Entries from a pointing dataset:
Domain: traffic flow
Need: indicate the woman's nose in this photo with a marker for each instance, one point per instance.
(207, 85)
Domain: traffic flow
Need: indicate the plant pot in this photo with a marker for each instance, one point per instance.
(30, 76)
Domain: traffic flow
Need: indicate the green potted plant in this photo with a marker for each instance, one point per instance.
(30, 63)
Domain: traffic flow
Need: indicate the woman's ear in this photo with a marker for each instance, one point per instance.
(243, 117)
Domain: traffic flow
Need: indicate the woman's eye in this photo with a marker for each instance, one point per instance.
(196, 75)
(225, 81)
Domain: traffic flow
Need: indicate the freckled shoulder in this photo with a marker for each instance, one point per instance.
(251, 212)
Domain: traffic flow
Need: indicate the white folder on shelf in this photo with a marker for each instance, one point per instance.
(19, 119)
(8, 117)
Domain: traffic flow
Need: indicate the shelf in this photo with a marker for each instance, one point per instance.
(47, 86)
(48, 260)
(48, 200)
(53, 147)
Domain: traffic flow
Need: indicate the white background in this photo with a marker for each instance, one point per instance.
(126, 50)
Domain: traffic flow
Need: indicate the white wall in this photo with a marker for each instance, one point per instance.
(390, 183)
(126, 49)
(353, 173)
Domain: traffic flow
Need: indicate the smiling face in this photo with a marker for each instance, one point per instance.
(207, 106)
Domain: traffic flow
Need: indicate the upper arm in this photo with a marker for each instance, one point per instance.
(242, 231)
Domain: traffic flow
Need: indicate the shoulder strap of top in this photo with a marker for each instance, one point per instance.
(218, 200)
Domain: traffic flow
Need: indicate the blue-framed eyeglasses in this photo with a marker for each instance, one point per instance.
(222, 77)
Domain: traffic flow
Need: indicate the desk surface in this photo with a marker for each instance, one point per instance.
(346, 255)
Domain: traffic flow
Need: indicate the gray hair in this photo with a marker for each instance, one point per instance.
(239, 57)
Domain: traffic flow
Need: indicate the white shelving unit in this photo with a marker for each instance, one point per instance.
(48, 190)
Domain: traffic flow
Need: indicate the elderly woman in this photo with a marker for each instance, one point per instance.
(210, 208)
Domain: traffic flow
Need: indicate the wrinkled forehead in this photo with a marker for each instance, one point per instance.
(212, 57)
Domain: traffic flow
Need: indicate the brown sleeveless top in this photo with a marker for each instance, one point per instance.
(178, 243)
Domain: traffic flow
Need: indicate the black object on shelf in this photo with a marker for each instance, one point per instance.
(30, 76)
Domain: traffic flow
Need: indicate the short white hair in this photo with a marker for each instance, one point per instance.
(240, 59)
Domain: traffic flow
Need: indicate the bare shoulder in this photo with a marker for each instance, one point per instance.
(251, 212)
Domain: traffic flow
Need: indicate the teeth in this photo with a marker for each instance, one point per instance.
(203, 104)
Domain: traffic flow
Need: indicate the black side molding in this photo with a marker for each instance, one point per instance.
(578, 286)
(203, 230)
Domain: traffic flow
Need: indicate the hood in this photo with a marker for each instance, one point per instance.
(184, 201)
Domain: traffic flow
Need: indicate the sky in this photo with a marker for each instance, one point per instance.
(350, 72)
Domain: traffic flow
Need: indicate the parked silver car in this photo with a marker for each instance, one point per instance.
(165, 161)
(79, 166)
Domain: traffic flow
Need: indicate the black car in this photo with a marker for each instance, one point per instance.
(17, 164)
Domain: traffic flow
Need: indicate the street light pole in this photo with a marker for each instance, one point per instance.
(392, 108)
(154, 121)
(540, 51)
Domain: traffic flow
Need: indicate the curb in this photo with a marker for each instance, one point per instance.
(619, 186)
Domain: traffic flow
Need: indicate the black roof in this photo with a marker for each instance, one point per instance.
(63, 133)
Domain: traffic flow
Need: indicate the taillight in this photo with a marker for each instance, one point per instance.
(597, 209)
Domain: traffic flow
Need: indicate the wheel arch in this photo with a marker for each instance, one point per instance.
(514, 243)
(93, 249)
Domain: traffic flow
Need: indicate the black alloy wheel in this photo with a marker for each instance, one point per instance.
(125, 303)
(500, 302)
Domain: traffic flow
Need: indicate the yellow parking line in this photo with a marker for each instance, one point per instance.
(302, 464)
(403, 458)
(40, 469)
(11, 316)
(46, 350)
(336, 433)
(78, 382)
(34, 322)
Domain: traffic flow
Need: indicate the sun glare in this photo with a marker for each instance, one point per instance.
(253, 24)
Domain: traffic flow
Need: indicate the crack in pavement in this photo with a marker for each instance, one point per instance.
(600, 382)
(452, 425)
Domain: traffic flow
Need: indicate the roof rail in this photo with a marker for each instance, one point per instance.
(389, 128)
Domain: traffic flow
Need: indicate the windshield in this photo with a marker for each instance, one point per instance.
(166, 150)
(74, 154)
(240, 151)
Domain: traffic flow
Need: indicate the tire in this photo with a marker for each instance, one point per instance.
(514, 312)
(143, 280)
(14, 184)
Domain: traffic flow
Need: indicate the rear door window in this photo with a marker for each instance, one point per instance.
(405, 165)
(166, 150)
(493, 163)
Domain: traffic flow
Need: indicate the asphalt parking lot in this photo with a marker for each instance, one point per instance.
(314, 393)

- TASK STATEMENT -
Write out the entries above once more, without altering anything.

- THE COMPLETED TASK -
Domain: traffic flow
Need: indicate the woman's nose in this photo with a marker for each instance, one point per instance.
(207, 85)
Domain: traffic flow
Need: indicate the plant pot in this photo with a marker for each instance, one point per instance.
(30, 76)
Domain: traffic flow
Need: indicate the green potted plant in this photo with a marker for each instance, one point per instance.
(30, 63)
Domain: traffic flow
Need: indicate the woman's ear in this photo with a marker for each instance, one point per instance.
(243, 117)
Domain: traffic flow
Need: indicate the woman's eye in this photo with a marker for each instance, one point per instance.
(196, 75)
(225, 81)
Domain: traffic flow
Need: indicate the freckled shoulder in this photo with a marker for each instance, one point per instance.
(251, 212)
Domain: traffic flow
Need: indicate the white folder on shelf in this photo with a marker for each instance, one point per instance.
(19, 119)
(8, 117)
Domain: traffic flow
Need: indicate the shelf in this photo with a marker for each instance, one point per instance.
(47, 86)
(48, 260)
(48, 200)
(53, 147)
Domain: traffic flow
Need: indicate the white background in this photo with a marker for each instance, one point per instance.
(126, 50)
Domain: traffic flow
Need: indicate the white wall in this photo with a marker for each instance, one point per instance.
(390, 183)
(126, 49)
(353, 173)
Domain: traffic flow
Need: indicate the smiling face in this photo with a marker for each instance, one point per instance.
(207, 106)
Domain: traffic flow
Need: indicate the upper arm in this photo with a marker for each instance, one point per instance.
(242, 231)
Domain: traffic flow
Need: indicate the shoulder strap of top in this photo with a marker for each instance, one point per instance.
(218, 200)
Domain: traffic flow
Need: indicate the blue-framed eyeglasses in this photo with a marker for each instance, one point per instance.
(222, 77)
Domain: traffic flow
Need: indicate the desk surface in this photo with a marker for each instance, one point per instance.
(346, 255)
Domain: traffic flow
Need: indicate the gray hair in this photo with a marker for each instance, one point per instance.
(239, 57)
Domain: traffic flow
Need: indicate the white shelving unit in this photo with a marker for each instance, one point per instance.
(48, 190)
Domain: traffic flow
Need: indicate the elderly woman in this photo with a marker for each instance, one point per instance.
(210, 208)
Domain: traffic flow
Need: indicate the wrinkled forehead in this photo with a marker for each instance, one point per instance.
(212, 57)
Domain: traffic flow
Need: indicate the brown sleeveless top in this photo with a marker for each instance, one point per instance.
(178, 243)
Domain: traffic flow
Need: indicate the black object on shelf in this photo with a marker for each instance, one point per instance.
(30, 76)
Domain: traffic flow
Need: indicate the short white hair in this photo with a marker for each instance, one point per instance.
(240, 59)
Domain: traffic flow
Need: indicate the bare shoulder in this photo with a marker for each instance, one point per instance.
(251, 212)
Domain: traffic flow
Need: indicate the teeth in this photo with a marker for each instance, one point per instance.
(203, 104)
Domain: traffic flow
Need: indicate the black side molding in this photo with a marker for each instance, one point per instance.
(578, 286)
(203, 230)
Domain: traffic flow
Need: indicate the hood in this photo with a marker for each instance, one point per instance.
(184, 201)
Domain: traffic flow
Need: indicate the sky in this photo with a marker for each instance, one point per instance.
(350, 72)
Domain: traffic flow
Need: indicate the parked silver car in this photo with a marker for each instance, one point per instance.
(165, 161)
(79, 166)
Domain: traffic flow
Need: indicate the black car in this photo with a marker for each instance, one point per instance.
(17, 164)
Domain: traffic flow
Need: indicate the street light pole in this photo with a marker for each instance, one point per instance.
(392, 108)
(154, 121)
(540, 51)
Domain: traffic flow
Need: indicate the curb in this photo with a marker for each instance, one point per instance.
(619, 186)
Domain: traffic flow
Need: indicate the black roof in this photo with a marker for each instance, one point per instance.
(63, 133)
Domain: traffic flow
Need: indicate the taillight in this photo with a marker for each instance, one point per instance.
(597, 209)
Domain: traffic flow
Need: indicate the wheel arch in this photo with a marker for each instance, one point per instance.
(514, 243)
(93, 249)
Domain: traffic flow
Need: indicate the black alloy wheel in this photo with a marker for each instance, one point per instance.
(125, 303)
(500, 302)
Domain: traffic flow
Need: indicate the yellow parking line in this photo with a marker for each instance, one point per instance.
(302, 464)
(403, 458)
(40, 469)
(11, 316)
(46, 350)
(336, 433)
(78, 382)
(34, 322)
Domain: traffic flow
Need: indicate the sun glare in this photo with a marker for each instance, one point per instance.
(253, 24)
Domain: traffic flow
Need: indicate the crack in pavement in this photo with a marker for each instance, one point per instance.
(600, 382)
(452, 425)
Domain: traffic flow
Need: indicate the roof rail in this photo with a marker for each instance, one point per instance.
(389, 128)
Domain: traffic flow
Need: indicate the windshield in this photo with a marker for each instance, one point per instance.
(166, 150)
(74, 154)
(240, 151)
Domain: traffic flow
Need: indicate the tire in this photo with a marker for each instance, one point per instance.
(514, 312)
(143, 280)
(14, 184)
Domain: traffic flow
Need: indicate the rear door window in this photo with a marker for each instance, one point per instance.
(405, 165)
(166, 150)
(493, 163)
Domain: traffic flow
Need: indicate the asphalt parking lot in this photo with a marker for each instance, one point per instance.
(314, 393)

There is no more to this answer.